Surge então um ciclo vicioso, aponta. De um lado, os fundistas fazem de tudo para retirar seus recursos: compram imóveis sem precisar, inventam doenças, simulam demissões ou simplesmente sacam os valores após a carência de três anos fora do regime. De outro lado, o governo cria cada vez mais obstáculos para a movimentação, resultando "um texto legal distorcido e incoerente, em excessiva burocracia para os saques, em volume incômodo de ações judiciais ou, o que é pior, numa sofisticação dos meios utilizados para burlar a fiscalização".

Fundo de R$ 40 bilhões - No artigo publicado no Juris Tantum, Mauro conta que o jornal O Estado de São Paulo classificou o FGTS como o pior investimento do país, "sem mostrar o outro lado". Ou seja, que a remuneração do FGTS tem como contrapartida as taxas de juros cobradas dos mutuários do SFH e das aplicações em saneamento básico e infraestrutura urbana e, ainda, que os saldos das contas vinculadas estão protegidos na CAIXA e que, quando aplicados no mercado financeiro, o risco passar a ser do trabalhador.
Além das propostas de novas hipóteses de saque, Mauro chama a atenção para a atuação de setores do governo "sempre propensos a dispor dos recursos do Fundo para aplicação em atividades ou projetos que, a rigor, pouco ou nenhum benefício trazem aos trabalhadores". Pondera que, com o agravamento da crise, o risco de aproveitamento indevido dos fundos superavitários para o suprimento de capital é muito alto. "Por exemplo, será correto emprestar dinheiro do FGTS para as construtoras e incorporadoras? Isso atende aos interesses do trabalhador?
Mauro questiona a necessidade do aumento do limite de utilização de R$ 350 mil para R$ 500 mil, efetivado pelo Conselho Monetário Nacional em 27/3/2009. "Atende aos interesses do trabalhador ou da indústria da construção civil? Quantos trabalhadores tem saldo de R$ 500 mil no Fundo? Quantos trabalhadores compram casas de R$ 500 mil?
O advogado calcula que um trabalhador com salário mensal de R$ 10 mil levaria 50 anos para acumular R$ 500 mil no Fundo. "Fica evidente que essa é uma alteração para atender uns poucos trabalhadores que ocupam cargos de direção nas empresas e para facilitar a venda de unidades residenciais projetadas pelas construtoras em um período de megalomania."


Não ao risco "Estou convencionado de que a melhor forma de defender a existência e a manutenção do FGTS é o esclarecimento constante dos trabalhadores sobre a natureza indenizatória do Fundo e que esses rcursos devem ser mantidos em segurança para atender às necessidades decorrentes do desemprego imotivado, da aposentadoria e, também, da família no caso de seus morte. É evidente que qualquer possibilidade de melhorar o rendimento deve ser aproveitada, mas o trabalhador não deve aceitar a contrapartida do risco." (Mauro Antônio Rocha)

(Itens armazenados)
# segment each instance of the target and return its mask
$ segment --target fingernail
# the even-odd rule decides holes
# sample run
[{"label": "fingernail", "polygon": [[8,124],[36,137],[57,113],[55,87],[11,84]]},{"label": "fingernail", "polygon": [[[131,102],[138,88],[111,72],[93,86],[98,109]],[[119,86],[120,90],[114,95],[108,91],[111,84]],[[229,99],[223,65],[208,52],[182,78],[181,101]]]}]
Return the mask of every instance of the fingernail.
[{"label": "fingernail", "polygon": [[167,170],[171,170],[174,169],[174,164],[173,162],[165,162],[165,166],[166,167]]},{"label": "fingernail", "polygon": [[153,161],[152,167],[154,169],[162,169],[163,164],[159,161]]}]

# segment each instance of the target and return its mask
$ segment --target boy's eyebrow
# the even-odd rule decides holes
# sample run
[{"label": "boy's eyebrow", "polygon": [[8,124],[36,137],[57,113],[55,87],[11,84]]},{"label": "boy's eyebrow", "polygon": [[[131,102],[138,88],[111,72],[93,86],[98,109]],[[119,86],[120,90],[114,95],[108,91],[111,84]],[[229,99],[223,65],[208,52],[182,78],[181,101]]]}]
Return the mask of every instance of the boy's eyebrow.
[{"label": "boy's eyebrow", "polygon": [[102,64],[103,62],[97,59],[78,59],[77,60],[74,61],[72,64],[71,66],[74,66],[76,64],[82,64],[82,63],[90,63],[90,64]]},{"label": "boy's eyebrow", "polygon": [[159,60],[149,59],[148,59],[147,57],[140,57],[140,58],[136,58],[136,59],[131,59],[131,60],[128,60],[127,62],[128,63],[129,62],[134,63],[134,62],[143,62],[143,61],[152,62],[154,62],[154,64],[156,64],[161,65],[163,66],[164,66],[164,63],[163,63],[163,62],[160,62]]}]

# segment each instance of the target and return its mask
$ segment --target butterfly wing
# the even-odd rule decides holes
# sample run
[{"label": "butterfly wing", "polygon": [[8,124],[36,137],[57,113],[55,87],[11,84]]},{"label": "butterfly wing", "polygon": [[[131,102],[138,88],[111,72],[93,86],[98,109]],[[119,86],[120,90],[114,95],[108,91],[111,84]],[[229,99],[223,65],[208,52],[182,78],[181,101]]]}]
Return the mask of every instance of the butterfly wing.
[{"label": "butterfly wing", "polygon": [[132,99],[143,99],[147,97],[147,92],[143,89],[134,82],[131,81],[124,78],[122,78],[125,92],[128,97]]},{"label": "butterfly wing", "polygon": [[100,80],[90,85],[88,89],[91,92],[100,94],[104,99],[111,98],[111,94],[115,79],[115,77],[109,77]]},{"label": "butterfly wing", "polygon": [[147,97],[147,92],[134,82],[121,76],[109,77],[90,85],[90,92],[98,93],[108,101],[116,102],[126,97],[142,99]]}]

Tarefa 1 - Segundo o texto em estudo, de quanto para quanto o Conselho Monetário Nacional aumentou o limite de utilização em 27/3/2009?
Tarefa 2 - Com base no texto em estudo, explique por que Mauro conclui que o aumento do limite para R$ 500 mil atende apenas a poucos trabalhadores.
Por favor, baseie-se somente no texto em estudo.

Solução comentada 1 - De R$ 350 mil para R$ 500 mil.

Solução comentada 2 - Ele calcula que um trabalhador com salário mensal de R$ 10 mil levaria 50 anos para acumular R$ 500 mil no Fundo. Por isso, julga evidente que a alteração atende a poucos trabalhadores em cargos de direção nas empresas e facilita a venda de unidades residenciais das construtoras.